-- SELECTED EXCERPT --
# Xposed Framework for Gingerbread



## joeblow789

*Rovo89*'s Xposed Framework, originally only for ICS & newer, has been successfully backported to Gingerbread by XDAer *liudongmiao*. Xposed allows some heavy duty ROM & OS modifications without decompiling or flashing. There's only a handful of modules that currently work on GB, but one is *Tungstwenty*'s Master Key Multi-Fix. I've successfully tested the Master Key fix on my D2, vulnerability scanners report it's patched & proof-of-concept exploit apks fail to pwn. Another working module is Xprivacy, which is like PDroid, again without all the hacking & patching. Read, learn, enjoy, and be sure to thank the respective devs:

Xposed Framework & GB modules:
http://forum.xda-developers.com/showthread.php?t=1574401
http://forum.xda-developers.com/showpost.php?p=44034334&postcount=2315
http://forum.xda-developers.com/showthread.php?t=2490548

Master Key Multi-Fix:
The only Master Key fix I got to work was the backported V1.3 by *liudongmiao* above, even though V2.0 is supposed to support GB. Theoretically, this leaves a new zip exploit unpatched, but something's better than nothing, hopefully *Tungstwenty *or *liudongmiao *can fix V2.0. *liudongmiao *has updated his XposedGBInstaller & linked it to a repository of GB compatible Xposed modules. He says only 2 of the 3 currently known Master Key vulnerabilities impact GB & are covered by his latest latest port of the Master Key Multi-Fix. Other options besides Xposed to apply these Master Key fixes are here.

-- GIVEN RECORDS --
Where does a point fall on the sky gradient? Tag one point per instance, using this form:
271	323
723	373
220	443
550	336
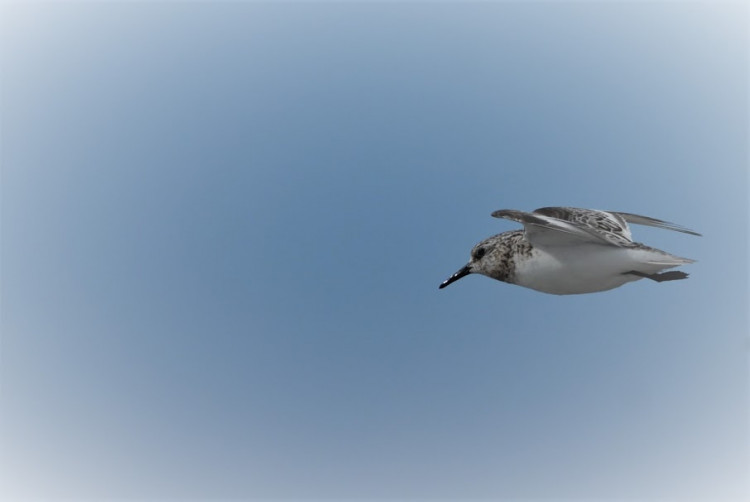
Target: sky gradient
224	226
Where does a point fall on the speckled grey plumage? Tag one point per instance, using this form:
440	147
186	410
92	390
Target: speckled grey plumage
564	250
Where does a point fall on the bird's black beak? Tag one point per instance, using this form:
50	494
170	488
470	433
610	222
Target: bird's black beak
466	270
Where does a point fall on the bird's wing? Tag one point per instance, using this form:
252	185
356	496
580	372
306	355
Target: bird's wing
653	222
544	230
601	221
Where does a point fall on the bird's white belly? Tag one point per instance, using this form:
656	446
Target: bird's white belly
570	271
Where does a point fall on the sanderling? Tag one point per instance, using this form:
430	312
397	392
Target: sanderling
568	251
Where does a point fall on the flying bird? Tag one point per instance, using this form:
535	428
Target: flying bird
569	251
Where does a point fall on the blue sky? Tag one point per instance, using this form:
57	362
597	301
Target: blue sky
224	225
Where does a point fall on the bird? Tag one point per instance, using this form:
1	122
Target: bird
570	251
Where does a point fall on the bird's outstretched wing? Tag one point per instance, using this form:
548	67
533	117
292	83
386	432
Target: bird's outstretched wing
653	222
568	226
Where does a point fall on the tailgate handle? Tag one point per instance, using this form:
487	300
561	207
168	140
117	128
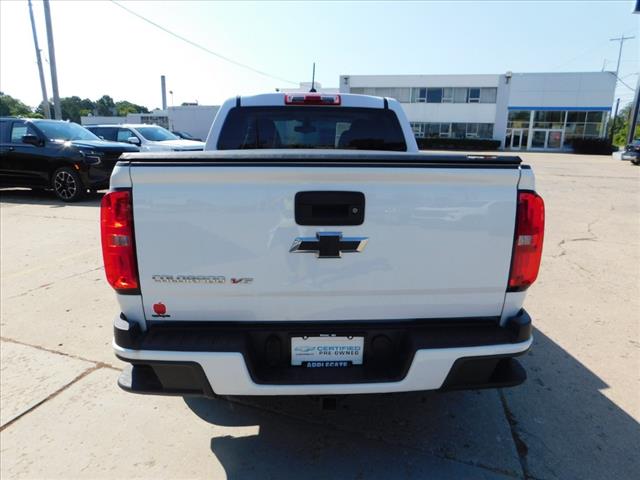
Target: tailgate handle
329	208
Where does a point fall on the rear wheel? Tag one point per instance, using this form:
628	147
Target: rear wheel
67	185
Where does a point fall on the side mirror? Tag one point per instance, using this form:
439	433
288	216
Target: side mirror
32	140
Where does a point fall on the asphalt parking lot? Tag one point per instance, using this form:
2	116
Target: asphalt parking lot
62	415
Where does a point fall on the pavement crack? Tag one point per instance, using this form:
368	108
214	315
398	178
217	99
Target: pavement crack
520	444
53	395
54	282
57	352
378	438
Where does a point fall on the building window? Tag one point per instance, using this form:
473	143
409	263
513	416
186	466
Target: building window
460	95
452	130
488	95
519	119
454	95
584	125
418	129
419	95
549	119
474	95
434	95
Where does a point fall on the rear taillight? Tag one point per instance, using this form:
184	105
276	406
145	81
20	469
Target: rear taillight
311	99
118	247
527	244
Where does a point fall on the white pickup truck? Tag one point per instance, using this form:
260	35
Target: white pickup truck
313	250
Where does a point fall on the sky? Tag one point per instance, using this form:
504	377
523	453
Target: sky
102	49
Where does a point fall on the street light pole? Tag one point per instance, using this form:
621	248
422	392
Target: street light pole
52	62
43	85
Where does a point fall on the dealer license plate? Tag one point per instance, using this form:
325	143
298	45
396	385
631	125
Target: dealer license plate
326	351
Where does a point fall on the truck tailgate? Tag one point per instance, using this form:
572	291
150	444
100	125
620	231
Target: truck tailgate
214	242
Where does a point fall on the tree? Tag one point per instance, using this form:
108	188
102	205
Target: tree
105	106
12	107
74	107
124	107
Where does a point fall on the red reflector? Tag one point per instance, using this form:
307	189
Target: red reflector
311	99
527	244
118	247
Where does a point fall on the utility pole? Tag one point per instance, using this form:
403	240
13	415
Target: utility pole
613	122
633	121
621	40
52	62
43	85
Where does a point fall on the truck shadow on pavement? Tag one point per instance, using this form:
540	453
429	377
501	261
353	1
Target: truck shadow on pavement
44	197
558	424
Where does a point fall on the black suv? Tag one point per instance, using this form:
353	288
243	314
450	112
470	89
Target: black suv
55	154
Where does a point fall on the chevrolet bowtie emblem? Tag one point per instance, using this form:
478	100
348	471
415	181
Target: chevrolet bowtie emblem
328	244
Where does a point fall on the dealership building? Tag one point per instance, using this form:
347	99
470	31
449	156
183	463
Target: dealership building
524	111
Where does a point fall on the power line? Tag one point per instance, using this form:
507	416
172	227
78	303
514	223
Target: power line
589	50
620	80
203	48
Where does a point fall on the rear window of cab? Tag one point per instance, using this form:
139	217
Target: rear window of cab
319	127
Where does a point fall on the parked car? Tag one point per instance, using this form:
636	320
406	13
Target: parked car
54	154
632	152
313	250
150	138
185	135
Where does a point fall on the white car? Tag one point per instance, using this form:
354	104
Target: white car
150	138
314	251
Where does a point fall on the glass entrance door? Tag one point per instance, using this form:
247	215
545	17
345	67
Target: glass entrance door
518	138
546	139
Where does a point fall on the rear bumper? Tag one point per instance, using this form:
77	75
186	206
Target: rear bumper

-- TASK --
In the post on the Xposed Framework for Gingerbread, which version of the Master Key fix was the only one the poster got working?

-- FINISHED EXERCISE --
The backported V1.3 by liudongmiao.